STATED EXERCISE:
Return all of the data exactly as written, without the pictures.

-- begin --

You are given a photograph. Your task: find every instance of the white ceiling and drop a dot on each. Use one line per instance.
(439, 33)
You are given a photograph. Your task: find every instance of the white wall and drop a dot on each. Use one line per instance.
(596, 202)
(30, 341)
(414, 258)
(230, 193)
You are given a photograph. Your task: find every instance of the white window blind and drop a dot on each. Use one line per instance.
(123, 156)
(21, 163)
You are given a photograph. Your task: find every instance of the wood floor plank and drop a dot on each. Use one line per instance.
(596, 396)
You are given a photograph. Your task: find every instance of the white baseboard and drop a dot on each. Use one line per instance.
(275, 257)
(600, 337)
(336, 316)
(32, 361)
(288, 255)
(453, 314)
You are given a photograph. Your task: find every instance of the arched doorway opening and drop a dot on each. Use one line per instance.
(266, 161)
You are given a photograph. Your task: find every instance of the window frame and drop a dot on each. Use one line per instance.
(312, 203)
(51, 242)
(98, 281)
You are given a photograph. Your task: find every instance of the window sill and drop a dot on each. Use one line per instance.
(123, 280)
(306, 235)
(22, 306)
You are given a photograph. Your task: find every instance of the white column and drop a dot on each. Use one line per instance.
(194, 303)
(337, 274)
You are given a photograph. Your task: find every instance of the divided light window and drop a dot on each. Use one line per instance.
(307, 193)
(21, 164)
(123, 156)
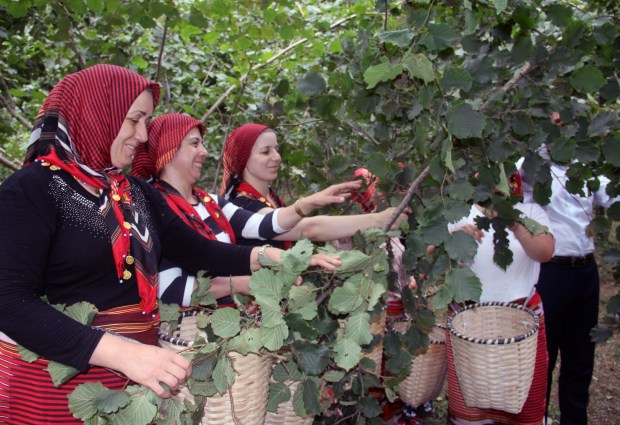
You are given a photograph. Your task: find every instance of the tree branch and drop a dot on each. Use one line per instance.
(522, 72)
(161, 49)
(272, 59)
(10, 105)
(413, 188)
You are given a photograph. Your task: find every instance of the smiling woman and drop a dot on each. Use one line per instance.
(74, 228)
(133, 131)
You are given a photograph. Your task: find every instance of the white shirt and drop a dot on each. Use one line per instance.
(570, 214)
(518, 280)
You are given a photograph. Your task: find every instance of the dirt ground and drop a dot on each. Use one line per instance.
(604, 408)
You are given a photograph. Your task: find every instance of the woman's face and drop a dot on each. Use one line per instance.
(264, 159)
(133, 130)
(189, 158)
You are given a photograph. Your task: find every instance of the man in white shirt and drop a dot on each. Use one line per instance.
(569, 287)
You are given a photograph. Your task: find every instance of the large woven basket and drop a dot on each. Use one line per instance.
(428, 371)
(245, 402)
(184, 335)
(286, 413)
(494, 347)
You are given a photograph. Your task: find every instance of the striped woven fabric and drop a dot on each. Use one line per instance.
(534, 408)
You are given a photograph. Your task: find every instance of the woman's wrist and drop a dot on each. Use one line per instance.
(299, 209)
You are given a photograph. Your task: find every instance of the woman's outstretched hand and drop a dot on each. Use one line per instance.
(334, 194)
(147, 365)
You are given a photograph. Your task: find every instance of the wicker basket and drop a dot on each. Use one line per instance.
(494, 347)
(286, 413)
(245, 402)
(184, 335)
(428, 371)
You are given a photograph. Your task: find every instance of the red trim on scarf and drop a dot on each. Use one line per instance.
(117, 194)
(189, 214)
(216, 212)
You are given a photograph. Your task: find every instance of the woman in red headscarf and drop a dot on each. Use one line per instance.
(74, 227)
(172, 159)
(251, 163)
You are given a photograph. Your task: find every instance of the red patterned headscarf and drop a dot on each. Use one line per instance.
(74, 131)
(166, 133)
(237, 151)
(365, 198)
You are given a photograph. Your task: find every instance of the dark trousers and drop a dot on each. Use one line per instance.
(570, 300)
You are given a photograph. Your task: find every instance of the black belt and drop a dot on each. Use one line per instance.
(573, 261)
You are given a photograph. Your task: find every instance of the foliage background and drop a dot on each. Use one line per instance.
(453, 91)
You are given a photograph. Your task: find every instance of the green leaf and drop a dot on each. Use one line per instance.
(112, 401)
(311, 84)
(461, 246)
(461, 189)
(457, 78)
(611, 150)
(296, 259)
(169, 313)
(273, 337)
(248, 341)
(310, 394)
(602, 123)
(534, 227)
(352, 260)
(170, 411)
(202, 388)
(311, 358)
(357, 328)
(278, 393)
(419, 66)
(500, 5)
(443, 35)
(302, 300)
(142, 409)
(18, 9)
(559, 14)
(83, 400)
(266, 288)
(563, 150)
(223, 374)
(381, 73)
(96, 6)
(202, 294)
(587, 79)
(61, 373)
(225, 322)
(464, 284)
(464, 122)
(443, 297)
(347, 297)
(400, 38)
(333, 375)
(347, 353)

-- end --

ANSWER FOR THIS EXERCISE:
You are given a photograph. Your task: find every instance of the white ceiling and drop a dot on each. Use one line per instance.
(439, 33)
You are given a photograph. Your task: find every instance of the white wall and drop a dot on each. Use one line per instance.
(596, 202)
(30, 341)
(414, 258)
(230, 193)
You are given a photograph. Your task: find every instance of the white window blind and drop a dot on each. Use one line per instance.
(123, 156)
(21, 163)
You are given a photograph. Your task: find every instance of the wood floor plank and drop a dot on each. Use one line per instance.
(596, 396)
You are given a photograph. Your task: find every instance of the white baseboard and drop a dot on each. Use one line per instance.
(275, 257)
(600, 337)
(336, 316)
(32, 361)
(288, 255)
(453, 314)
You are given a photograph. Your task: find every instance of the arched doorway opening and drop a dot on each. Use one line per instance.
(266, 161)
You are given a photograph. Your task: find every instance of the window frame and drop a dot on each. Use one line per instance.
(312, 203)
(51, 242)
(98, 281)
You are given a photograph. Your task: find every instance of the window sill and drop a dot on each. Use one line per instance.
(123, 280)
(306, 235)
(22, 306)
You are given a photograph. Your task: find every instance of the white column and drop a dot on each. Use one line per instance.
(194, 303)
(337, 274)
You are given a photograph. Your task: find every instance of the divided light window and drop a dot on each. Use one line per instance.
(307, 193)
(21, 164)
(123, 156)
You are given a photograph. Your task: find every instance of the tree branch and drop a dot on each. Use one line per instance.
(522, 72)
(161, 49)
(272, 59)
(10, 105)
(413, 188)
You are given a photograph. Your task: find every instance of the smiling woman and drop a dot on each. Use one line per instance.
(74, 228)
(133, 131)
You are given a photograph. Your task: find every instance of the white shirt and drop a dot on each. Use one line per instance.
(570, 214)
(518, 280)
You are given a photograph. Your task: find every instance of the dirt ground and drop a dot on each. Use one line per instance.
(604, 408)
You are given a photograph. Your task: find every instance of the woman's face and drop a dot on each. Use one line per instance.
(264, 159)
(133, 130)
(189, 158)
You are given a photograph. Your task: find every instance of the man in white shirt and drop a dot on each. Use one line per instance.
(569, 287)
You are given a photograph. Your task: find every instance of the large woven basket and drop a dot on each. Use one line per instance.
(428, 371)
(245, 402)
(184, 335)
(286, 413)
(494, 347)
You are given a photograph. Your task: find every instance of the striped woven fabric and drop a dot on each. Use one line per instance.
(534, 408)
You are given a photograph. Your task: find every instance of the woman's wrist and drop a dot on each. Use one line per instance.
(299, 209)
You are given a photograph. Your task: find every instance of the woman's outstretched hand and drop a dot on each. Use one line per instance.
(334, 194)
(147, 365)
You are given a photograph. Your task: find every instance of the wicker basket and drop a dot on each. Use one line per instance.
(494, 347)
(286, 413)
(245, 402)
(184, 335)
(428, 371)
You are given a photograph. Your task: find every instance of the red trim on scarf and drop a dot on each. Use one line per instance.
(117, 194)
(189, 214)
(216, 212)
You are given a photograph. Your task: find every instance of the woman in red headscarf and drop a dot on each. Use one line per instance.
(74, 227)
(172, 159)
(251, 163)
You are given a photograph. Your task: find every instance of the red patterned headscarf and drop a dot on each. Use one line per instance.
(74, 131)
(166, 133)
(237, 151)
(365, 198)
You are given a photograph. Your task: find every instance of the dark trousers and drop a dot on each. Use one line per instance.
(570, 300)
You are given a photograph. Your task: find every instance of the black belt and drop a dot on each. Use one line per instance.
(573, 261)
You are given a photograph. Your task: find every instance of the foliage background and drop a dot on each. Use one line per instance.
(453, 91)
You are given a photograph. Your task: find every instance of the green leaf and drop a dot on each. Use one line per instance.
(112, 401)
(311, 84)
(461, 246)
(461, 189)
(457, 78)
(611, 150)
(296, 259)
(169, 313)
(273, 337)
(248, 341)
(310, 394)
(602, 123)
(534, 227)
(352, 260)
(170, 411)
(202, 388)
(311, 358)
(357, 328)
(278, 393)
(419, 66)
(500, 5)
(443, 35)
(302, 300)
(142, 409)
(18, 9)
(559, 14)
(83, 400)
(266, 288)
(563, 150)
(223, 374)
(381, 73)
(96, 6)
(202, 294)
(587, 79)
(61, 373)
(225, 322)
(464, 284)
(464, 122)
(443, 297)
(347, 297)
(400, 38)
(333, 375)
(347, 353)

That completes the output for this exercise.